__WORK TO BE COMPLETED__.
Continue the interview with Cavan Scott about the Pacific Rim: Aftermath comics, starting right after its final question.

__TEXT EXCERPT__.
· · · · · · ·

Alex Moreland chats with writer Cavan Scott about Pacific Rim: Aftermath, his interest in ordinary people in extraordinary worlds, and more…
So, how did you first come to be involved with the Pacific Rim: Aftermath comics?
Basically, I was put in touch with Robert Napton at Legendary by a mutual friend, Paul Cornell, and I started a bit of a campaign, because I’m a massive fan of the first film, and I knew there was a sequel coming, so I threw my hat into the ring quite forcefully! After a while they came back and asked if I was still interested, and I was asked to put forward some ideas. It went from there really.
Did you have much latitude in terms of where to take the comics, or was what they had to be quite clear from the start, set by the movies?
Because of things that happen in the film, either, there’s only certain things that we could do, and certain things we couldn’t. What Legendary did was come to me with this sort of general idea for the mini-series, and then left it to me to spin-out those ideas, really, which I then went back to them and there were conversations back and forth. I had a chance to read the script for Uprising, so I could tie into that. But yeah, it was quite a lot of freedom in the early days of how we were going to take the story; it was sort of a joint effort, the story of the mini-series, between Robert, myself and Barnaby at Legendary, who works on a lot of the mythology behind the scenes.
Could you walk me through their development – from your initial idea, to the finished product? Were there any big changes you made along the way?

· · · · · · ·

__ENTRIES SUPPLIED__.
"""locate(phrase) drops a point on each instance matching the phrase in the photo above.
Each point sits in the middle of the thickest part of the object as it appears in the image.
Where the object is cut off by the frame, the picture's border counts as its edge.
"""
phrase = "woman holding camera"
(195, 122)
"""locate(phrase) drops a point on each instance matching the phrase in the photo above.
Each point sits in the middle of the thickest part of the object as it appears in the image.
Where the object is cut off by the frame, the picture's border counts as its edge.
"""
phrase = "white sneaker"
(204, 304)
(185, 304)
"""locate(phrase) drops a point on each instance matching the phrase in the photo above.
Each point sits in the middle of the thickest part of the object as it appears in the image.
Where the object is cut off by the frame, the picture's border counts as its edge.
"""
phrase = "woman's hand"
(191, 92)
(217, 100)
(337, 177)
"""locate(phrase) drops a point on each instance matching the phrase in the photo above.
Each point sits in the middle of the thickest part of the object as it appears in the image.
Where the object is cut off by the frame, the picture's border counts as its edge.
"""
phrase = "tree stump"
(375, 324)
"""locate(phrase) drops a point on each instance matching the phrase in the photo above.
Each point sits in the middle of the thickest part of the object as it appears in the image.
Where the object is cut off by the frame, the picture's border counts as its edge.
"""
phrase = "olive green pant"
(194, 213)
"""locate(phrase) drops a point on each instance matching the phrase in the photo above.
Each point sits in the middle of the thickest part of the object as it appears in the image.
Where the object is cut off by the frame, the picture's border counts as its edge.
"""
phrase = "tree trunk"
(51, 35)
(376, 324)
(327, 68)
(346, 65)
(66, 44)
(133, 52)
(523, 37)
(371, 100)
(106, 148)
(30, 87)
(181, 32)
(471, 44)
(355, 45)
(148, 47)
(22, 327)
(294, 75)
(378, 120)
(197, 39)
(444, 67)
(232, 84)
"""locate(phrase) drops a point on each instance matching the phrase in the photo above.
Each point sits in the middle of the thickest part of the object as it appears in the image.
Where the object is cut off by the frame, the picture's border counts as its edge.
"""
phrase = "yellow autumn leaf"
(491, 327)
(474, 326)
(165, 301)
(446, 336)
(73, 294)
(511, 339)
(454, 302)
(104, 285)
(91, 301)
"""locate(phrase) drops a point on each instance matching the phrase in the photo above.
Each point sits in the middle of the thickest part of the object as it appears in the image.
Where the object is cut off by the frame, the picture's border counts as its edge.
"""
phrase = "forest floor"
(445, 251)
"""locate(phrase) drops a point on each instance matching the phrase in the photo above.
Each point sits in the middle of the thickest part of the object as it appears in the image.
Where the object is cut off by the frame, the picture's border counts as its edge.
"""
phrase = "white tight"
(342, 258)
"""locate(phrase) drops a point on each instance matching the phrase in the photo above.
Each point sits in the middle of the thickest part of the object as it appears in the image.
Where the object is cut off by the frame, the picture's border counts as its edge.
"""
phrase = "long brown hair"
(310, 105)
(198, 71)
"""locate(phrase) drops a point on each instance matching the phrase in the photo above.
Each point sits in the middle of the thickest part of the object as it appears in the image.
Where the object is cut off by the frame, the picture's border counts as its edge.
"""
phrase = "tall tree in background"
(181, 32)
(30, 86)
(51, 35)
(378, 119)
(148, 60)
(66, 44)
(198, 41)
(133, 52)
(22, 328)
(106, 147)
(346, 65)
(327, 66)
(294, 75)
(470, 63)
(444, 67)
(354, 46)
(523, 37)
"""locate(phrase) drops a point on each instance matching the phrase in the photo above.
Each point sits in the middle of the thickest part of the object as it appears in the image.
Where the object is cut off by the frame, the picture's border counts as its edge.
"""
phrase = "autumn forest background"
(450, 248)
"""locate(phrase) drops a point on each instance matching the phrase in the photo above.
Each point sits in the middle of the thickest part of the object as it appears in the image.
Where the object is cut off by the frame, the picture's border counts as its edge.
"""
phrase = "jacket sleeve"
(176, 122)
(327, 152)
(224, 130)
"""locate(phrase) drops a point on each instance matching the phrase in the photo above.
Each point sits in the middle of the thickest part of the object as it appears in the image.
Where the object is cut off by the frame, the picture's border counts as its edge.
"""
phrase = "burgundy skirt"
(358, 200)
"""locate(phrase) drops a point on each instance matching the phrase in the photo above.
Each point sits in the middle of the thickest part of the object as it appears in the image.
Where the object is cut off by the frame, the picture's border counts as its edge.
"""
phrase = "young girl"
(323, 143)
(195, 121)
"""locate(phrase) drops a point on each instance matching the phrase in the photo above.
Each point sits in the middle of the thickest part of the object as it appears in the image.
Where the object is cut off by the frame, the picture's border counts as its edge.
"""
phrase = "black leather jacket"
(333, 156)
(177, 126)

· · · · · · ·

__TASK RESULT__.
Um, not so many big changes. I think one of the things that we developed was Hannibal Chau’s part of the story, I don’t think about the beginning he was such an integral part of it. But as time went on, we realised there were things we could do with him, so his role in the entire story grew. I can’t give away too much, because it would unfortunately spoil the future issues, but with Hannibal a bigger part in the story, that meant we could do things that weren’t possible before. So, it was one of those moments where actually it helped in the end, and it opened up new possibilities for Aftermath. Definitely he was involved, but he wasn’t as involved, I think in the early conversations.
You’ve got a lot of experience writing comics, prose stories, audio plays, so on. How do you adapt your approach for each, or do you find you tackle them in a fairly similar way each time?
I started out writing radio and audio dramas, and so the crossover into comics – I’ve loved comics since I was a kid, so it’s a media I know really well, but both are dialogue based, and the two disciplines are quite easy to move from one to another. Just as in an audio play you’re writing for the actors and giving them a world that they can act within and interpret what you’ve given them, in the same way when you’re working with comics, you’re working with an artist, and the script is meant for them, not meant for the final reader. So, the script lays out what you’re thinking about for the story and again, the artist then takes those ideas and interprets them into what we finally get. Just like with a script, you then sort of work it back and forth together, so like in an audio script it’s quite a team effort working with a director and similarly with a comic. Obviously, when you’re writing a novel, when you’re writing prose, it’s pretty much you and the computer screen, or a notepad. I think even when I write prose, I’m very dialogue led at first anyway, so I always start with the dialogue and sketch it out.
So actually, across the three medium, I pretty much always start with dialogue first. When I’m writing a comic strip, I will write the dialogue for the page and then break it up into panels, most of the time. Sometimes it doesn’t work like that, sometimes I do block it out first, but most of the time it’s dialogue first. So yeah, I think in all three, I think I am pretty much dialogue led.
Would you say you have a preference between them?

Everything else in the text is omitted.